提示された文章:

"""

昨日の記事の続編になる。
第2表の「生活全般の解決すべき課題(ニーズ)」に「〇〇したい」と書かれることが多い理由は、法令上そう書かねばならないとされているものではなく、財団法人・長寿社会開発センターから発行されている「四訂・居宅サービス計画書作成の手引」の記載要綱を根拠にして、介護支援専門員の実務研修等でそうした表現で記載することが推奨されているためである。
この背景には15年の介護支援専門員テキスト等の改訂の際に取り入れたICFの考え方に基づくポジティブプランの導入がある。
そしてその際に取り入れた「生活全般の解決すべき課題(ニーズ)」の解釈は
1. 困りごとを発生させている原因や背景要因そのものにとらわれてしまうと、ネガティブなとらえ方になりやすく、とりわけ、この欄で問題点を取り上げると、そこから直ちに具体的なサービスを想起してしまい、問題とサービスを結びつけてしまいがちで、「困った状況を改善して望む生活をしたい」というポジティブな生活意欲に転換できないことが多い。
2. できないことばかりでなく、自分でできることなどプラスの面を利用者が自覚できるようにした方がよく、そのためには、「〇〇できるようになりたい」「〇〇したい」というとうに、利用者が主体的・意欲的に取り組めるような書き方の方がよい。
3. 背景要因を書くと「〇〇のため〇〇できない」のように、ネガティブな表現になりやすいので、「〇〇したい」とできるだけ簡潔に書く方がよい。
としたものである。
しかし僕はこのことに諸手を挙げて賛同しない。例えば「背景要因を書くとネガティブになり、できないことに対する問題点だけにサービスを結びつけてしまう」という点に関して言えば必ずしもそうではないと思う。
例えば「認知症による記憶障害と見当識障害があるため尿意を感じてもトイレの場所が分からない。 」と生活課題に背景要因を書くことで、「認知症による記憶障害があることで失禁してしまうので」=紙パットを使う、というふうにネガティブな視点(できないこと)のケアになりがちだという理屈は、あまりに一方的過ぎる見方だ。
この場合であっても「尿意を感じてもトイレの場所が分からない。」というアセスメントに着目すれば、尿意はあるというポジティブな面を捉えて、尿意はあるがトイレの場所が分からないことで失禁するのだから、「尿意のサインを見つけてトイレ誘導を行う」というポジティブなプランになり得るのである。

"""

課題の目的:
居宅サービス計画書のニーズ欄の書き方について述べた上の文章を、三文で要約する。

提供された情報:
"""

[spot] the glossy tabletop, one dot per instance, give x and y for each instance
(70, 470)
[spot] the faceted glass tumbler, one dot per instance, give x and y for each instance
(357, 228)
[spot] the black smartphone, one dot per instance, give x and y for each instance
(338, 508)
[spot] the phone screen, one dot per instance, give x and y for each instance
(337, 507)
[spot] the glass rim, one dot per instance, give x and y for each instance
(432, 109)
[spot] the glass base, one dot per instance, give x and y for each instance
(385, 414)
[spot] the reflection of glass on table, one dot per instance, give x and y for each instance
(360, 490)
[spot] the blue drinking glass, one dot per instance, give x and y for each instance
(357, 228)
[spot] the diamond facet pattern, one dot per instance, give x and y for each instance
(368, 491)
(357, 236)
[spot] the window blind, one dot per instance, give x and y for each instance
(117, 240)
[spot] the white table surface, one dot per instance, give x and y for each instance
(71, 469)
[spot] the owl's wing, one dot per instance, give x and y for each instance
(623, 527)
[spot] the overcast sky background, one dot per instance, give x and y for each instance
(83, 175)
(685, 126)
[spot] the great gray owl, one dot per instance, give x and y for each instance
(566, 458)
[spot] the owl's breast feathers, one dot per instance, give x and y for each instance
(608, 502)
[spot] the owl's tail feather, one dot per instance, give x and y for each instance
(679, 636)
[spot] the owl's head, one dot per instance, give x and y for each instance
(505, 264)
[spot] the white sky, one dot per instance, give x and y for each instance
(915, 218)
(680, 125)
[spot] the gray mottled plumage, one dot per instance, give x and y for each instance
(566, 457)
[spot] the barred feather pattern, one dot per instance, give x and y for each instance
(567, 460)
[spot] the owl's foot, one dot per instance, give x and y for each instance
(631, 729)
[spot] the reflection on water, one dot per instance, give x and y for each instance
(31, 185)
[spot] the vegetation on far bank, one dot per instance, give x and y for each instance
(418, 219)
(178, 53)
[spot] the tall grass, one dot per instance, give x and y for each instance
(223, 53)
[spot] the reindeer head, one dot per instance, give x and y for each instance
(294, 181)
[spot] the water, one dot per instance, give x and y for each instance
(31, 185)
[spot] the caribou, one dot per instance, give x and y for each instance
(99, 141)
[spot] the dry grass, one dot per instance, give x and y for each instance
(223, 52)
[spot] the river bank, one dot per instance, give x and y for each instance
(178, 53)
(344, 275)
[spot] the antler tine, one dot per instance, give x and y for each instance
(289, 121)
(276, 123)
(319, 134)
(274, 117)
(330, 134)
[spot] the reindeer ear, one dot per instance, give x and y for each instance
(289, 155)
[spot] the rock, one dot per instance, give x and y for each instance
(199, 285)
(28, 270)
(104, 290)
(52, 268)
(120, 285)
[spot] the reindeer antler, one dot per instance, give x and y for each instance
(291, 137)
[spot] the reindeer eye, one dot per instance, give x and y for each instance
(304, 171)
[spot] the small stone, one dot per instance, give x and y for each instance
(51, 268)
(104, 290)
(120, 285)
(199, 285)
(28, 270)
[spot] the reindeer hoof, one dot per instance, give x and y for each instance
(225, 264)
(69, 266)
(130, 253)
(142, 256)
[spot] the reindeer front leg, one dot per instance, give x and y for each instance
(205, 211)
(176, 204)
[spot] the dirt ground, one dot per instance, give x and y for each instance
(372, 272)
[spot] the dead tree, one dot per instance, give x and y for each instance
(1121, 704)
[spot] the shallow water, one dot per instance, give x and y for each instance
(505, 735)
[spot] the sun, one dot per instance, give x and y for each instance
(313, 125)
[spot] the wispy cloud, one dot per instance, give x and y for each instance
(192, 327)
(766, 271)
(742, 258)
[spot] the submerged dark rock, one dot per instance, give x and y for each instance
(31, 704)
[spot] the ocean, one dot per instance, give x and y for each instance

"""

この課題の解答:
第2表の「生活全般の解決すべき課題(ニーズ)」に「〇〇したい」と書かれることが多いのは、法令上の決まりではなく、「四訂・居宅サービス計画書作成の手引」の記載要綱を根拠に、介護支援専門員の実務研修等でそう推奨されているためである。その背景には、15年の介護支援専門員テキスト等の改訂で取り入れられたICFの考え方に基づくポジティブプランがあり、背景要因や問題点を書くとネガティブな表現になり、問題とサービスを結びつけてしまいやすいという解釈がある。筆者はこれに諸手を挙げて賛同はせず、「尿意を感じてもトイレの場所が分からない」と背景要因を書いても、尿意はあるという面に着目すれば「尿意のサインを見つけてトイレ誘導を行う」というポジティブなプランになり得ると述べている。